Try it — When you reach the line containing "pixel 192 485" in the records below, start copying exactly, and stop once you have copied the line containing "pixel 298 674".

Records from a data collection
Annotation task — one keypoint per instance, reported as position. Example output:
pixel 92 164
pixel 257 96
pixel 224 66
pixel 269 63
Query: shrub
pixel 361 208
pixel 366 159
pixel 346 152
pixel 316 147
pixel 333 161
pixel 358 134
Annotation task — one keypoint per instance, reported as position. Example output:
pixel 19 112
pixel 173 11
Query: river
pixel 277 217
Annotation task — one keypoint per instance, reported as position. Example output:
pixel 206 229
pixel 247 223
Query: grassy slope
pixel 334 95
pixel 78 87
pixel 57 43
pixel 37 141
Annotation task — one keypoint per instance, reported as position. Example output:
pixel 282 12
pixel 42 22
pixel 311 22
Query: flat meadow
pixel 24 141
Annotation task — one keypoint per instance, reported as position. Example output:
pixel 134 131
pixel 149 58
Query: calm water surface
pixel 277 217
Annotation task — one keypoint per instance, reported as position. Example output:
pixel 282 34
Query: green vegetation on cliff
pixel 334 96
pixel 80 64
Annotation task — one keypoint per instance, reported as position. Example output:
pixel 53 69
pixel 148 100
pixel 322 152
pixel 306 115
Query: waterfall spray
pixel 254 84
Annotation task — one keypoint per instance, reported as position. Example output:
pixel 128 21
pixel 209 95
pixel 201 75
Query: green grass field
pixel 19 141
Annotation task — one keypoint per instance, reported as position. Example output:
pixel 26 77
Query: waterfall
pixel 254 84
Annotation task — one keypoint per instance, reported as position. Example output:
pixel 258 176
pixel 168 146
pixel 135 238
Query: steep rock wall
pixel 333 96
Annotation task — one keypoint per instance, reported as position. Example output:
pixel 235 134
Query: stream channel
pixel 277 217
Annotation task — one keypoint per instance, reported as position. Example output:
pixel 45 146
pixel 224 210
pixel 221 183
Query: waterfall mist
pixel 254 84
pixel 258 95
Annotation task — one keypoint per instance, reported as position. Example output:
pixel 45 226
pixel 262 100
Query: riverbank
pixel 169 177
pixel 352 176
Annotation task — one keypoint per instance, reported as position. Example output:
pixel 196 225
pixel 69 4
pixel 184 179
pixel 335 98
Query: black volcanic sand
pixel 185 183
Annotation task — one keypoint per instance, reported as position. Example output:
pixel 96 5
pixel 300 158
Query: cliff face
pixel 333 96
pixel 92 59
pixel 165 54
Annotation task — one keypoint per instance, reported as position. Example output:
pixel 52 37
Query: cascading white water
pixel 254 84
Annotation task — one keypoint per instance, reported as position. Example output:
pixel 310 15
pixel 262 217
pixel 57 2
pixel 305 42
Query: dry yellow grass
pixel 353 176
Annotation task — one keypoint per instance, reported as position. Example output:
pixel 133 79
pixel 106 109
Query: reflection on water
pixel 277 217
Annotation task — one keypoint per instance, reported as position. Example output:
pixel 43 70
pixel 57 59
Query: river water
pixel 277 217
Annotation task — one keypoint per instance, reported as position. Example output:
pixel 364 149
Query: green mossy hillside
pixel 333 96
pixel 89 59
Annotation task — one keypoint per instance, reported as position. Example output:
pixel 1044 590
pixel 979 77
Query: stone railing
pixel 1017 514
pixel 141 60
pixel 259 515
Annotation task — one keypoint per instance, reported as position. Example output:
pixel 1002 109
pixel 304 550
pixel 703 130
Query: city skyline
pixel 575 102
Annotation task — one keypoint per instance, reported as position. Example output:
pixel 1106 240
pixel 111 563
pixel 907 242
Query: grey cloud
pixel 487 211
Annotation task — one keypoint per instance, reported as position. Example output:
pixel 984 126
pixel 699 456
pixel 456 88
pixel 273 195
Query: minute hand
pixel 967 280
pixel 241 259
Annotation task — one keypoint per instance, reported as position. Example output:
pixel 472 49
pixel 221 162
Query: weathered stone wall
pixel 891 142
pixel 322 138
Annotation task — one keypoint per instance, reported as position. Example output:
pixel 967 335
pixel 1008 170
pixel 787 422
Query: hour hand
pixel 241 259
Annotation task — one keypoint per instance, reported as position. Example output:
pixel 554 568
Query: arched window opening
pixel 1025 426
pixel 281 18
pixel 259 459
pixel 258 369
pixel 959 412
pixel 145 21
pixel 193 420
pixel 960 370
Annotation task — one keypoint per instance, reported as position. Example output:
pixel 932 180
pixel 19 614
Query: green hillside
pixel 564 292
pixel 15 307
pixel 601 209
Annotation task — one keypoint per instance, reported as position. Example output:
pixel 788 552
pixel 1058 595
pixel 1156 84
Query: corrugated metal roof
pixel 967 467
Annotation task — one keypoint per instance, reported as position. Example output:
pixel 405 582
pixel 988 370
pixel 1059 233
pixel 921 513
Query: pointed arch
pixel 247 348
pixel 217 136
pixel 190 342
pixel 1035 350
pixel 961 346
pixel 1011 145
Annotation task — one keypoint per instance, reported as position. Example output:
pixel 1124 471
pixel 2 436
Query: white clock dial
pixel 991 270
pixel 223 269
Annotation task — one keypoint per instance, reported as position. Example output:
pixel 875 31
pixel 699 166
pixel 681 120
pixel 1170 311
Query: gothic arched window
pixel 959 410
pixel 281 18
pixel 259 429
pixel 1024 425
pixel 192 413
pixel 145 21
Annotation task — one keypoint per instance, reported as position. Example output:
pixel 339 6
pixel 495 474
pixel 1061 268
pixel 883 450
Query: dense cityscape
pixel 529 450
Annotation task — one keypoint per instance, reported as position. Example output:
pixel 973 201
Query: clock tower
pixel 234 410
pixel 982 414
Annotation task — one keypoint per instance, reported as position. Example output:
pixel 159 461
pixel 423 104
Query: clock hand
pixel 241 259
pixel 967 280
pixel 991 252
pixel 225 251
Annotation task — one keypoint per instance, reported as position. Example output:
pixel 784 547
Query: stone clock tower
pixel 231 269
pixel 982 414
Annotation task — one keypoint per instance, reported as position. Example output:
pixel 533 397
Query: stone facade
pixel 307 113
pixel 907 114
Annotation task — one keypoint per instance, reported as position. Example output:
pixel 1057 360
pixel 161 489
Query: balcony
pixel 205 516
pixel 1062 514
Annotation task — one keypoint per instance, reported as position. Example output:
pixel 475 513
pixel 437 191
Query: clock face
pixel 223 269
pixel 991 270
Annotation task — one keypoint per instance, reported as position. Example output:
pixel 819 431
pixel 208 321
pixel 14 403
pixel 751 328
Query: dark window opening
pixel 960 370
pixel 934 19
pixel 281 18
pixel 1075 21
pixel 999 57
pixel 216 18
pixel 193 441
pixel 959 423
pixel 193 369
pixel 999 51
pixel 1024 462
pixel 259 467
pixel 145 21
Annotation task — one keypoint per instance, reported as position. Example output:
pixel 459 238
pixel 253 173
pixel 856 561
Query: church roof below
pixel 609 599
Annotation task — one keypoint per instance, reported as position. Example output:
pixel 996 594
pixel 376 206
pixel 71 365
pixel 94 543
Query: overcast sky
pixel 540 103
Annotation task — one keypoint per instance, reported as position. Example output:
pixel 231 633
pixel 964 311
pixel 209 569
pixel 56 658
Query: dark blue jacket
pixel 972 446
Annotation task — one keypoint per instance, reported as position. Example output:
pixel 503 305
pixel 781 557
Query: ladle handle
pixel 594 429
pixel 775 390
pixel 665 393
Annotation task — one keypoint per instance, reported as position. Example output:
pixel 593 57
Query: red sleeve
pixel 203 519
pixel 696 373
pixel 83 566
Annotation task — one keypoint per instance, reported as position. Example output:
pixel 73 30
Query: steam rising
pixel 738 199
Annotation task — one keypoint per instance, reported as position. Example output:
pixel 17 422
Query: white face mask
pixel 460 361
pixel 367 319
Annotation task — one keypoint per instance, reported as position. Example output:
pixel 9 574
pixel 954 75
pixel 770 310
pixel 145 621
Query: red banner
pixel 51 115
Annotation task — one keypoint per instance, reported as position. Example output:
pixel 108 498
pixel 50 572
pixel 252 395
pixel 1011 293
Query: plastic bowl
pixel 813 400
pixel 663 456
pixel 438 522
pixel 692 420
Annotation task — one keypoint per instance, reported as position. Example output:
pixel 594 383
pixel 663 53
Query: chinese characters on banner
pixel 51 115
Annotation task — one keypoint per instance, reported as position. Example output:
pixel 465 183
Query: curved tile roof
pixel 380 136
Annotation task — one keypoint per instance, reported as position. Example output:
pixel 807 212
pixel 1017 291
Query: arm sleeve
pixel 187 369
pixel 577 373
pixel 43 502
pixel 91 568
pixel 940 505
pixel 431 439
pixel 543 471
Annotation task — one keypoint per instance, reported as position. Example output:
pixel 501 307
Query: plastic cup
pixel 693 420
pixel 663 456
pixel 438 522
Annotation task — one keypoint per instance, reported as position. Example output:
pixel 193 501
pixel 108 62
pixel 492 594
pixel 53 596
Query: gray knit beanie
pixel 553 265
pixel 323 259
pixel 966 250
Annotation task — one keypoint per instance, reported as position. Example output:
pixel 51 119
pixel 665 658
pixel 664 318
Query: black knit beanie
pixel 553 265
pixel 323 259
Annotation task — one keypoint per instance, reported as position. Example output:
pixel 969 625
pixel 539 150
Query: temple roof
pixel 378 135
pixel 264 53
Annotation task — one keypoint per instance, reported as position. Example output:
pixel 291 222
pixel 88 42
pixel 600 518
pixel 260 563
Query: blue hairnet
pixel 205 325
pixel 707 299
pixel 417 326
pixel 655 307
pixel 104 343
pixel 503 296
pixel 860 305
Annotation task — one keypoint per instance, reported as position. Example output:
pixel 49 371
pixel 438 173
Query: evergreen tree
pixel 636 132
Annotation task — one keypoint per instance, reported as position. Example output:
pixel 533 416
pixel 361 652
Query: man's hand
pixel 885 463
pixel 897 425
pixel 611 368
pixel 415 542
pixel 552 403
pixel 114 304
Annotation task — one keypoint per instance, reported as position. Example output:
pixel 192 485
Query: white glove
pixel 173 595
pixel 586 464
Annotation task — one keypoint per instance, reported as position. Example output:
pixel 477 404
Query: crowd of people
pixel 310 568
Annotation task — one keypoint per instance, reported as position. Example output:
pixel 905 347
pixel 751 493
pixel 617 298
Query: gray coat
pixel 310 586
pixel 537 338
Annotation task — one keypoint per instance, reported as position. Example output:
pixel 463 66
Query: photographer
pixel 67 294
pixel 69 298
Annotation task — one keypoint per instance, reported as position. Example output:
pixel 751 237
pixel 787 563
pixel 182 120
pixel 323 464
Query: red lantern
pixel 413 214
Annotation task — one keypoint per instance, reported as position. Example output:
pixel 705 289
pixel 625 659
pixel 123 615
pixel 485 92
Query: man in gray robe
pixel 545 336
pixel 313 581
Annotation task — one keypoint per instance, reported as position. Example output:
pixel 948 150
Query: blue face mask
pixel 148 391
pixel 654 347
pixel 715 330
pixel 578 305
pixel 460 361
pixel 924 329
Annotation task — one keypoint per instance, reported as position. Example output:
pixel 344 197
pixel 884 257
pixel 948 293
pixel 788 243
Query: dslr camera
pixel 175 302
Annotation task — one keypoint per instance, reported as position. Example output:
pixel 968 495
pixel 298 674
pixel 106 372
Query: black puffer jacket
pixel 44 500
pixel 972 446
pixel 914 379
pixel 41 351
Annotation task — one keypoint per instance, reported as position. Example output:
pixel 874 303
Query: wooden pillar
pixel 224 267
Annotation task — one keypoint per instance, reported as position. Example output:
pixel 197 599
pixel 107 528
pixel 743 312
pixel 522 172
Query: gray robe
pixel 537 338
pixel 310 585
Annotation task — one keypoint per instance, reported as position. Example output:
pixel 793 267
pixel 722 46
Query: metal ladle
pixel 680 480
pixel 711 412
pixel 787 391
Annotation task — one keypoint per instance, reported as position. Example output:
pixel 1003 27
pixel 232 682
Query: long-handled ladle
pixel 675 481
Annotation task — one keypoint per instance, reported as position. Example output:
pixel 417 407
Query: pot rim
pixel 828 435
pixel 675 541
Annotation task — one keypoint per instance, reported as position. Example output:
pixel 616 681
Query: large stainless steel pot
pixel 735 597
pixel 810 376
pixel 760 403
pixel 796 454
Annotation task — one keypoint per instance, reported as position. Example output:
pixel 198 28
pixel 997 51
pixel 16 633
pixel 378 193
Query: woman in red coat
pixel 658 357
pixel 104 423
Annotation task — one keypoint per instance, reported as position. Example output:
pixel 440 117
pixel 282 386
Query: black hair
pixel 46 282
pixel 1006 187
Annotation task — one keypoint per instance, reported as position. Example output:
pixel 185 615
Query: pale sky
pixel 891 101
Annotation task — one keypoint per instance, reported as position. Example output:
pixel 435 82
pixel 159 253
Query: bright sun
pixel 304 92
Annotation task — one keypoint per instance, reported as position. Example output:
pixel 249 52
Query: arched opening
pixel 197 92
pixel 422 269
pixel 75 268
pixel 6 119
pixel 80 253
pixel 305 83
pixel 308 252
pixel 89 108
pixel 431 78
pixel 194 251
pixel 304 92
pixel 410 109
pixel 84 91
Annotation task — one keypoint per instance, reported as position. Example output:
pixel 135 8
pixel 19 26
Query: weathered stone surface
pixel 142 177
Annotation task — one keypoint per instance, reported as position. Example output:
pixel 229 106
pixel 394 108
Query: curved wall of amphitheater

Solved exercise —
pixel 192 485
Query: white glove
pixel 173 595
pixel 586 464
Annotation task — one keypoint per instance, reported as position. Example output:
pixel 477 404
Query: crowd of people
pixel 310 568
Annotation task — one keypoint per instance, reported as position. Example output:
pixel 905 347
pixel 751 493
pixel 617 298
Query: gray coat
pixel 310 586
pixel 537 338
Annotation task — one keypoint per instance, reported as position. Example output:
pixel 463 66
Query: photographer
pixel 67 294
pixel 69 298
Annotation task — one keypoint per instance, reported as position. Example output:
pixel 751 237
pixel 787 563
pixel 182 120
pixel 323 464
Query: red lantern
pixel 413 214
Annotation task — one keypoint per instance, reported as position. Example output:
pixel 705 289
pixel 625 659
pixel 123 615
pixel 485 92
Query: man in gray robe
pixel 545 336
pixel 313 581
Annotation task — one keypoint per instance, reported as position. Example output:
pixel 948 150
Query: blue face mask
pixel 148 391
pixel 654 347
pixel 715 330
pixel 578 305
pixel 460 361
pixel 924 329
Annotation task — one keypoint per instance, reported as position. Example output:
pixel 344 197
pixel 884 257
pixel 948 293
pixel 788 243
Query: dslr camera
pixel 175 302
Annotation task — one keypoint per instance, reported as position. Example output:
pixel 968 495
pixel 298 674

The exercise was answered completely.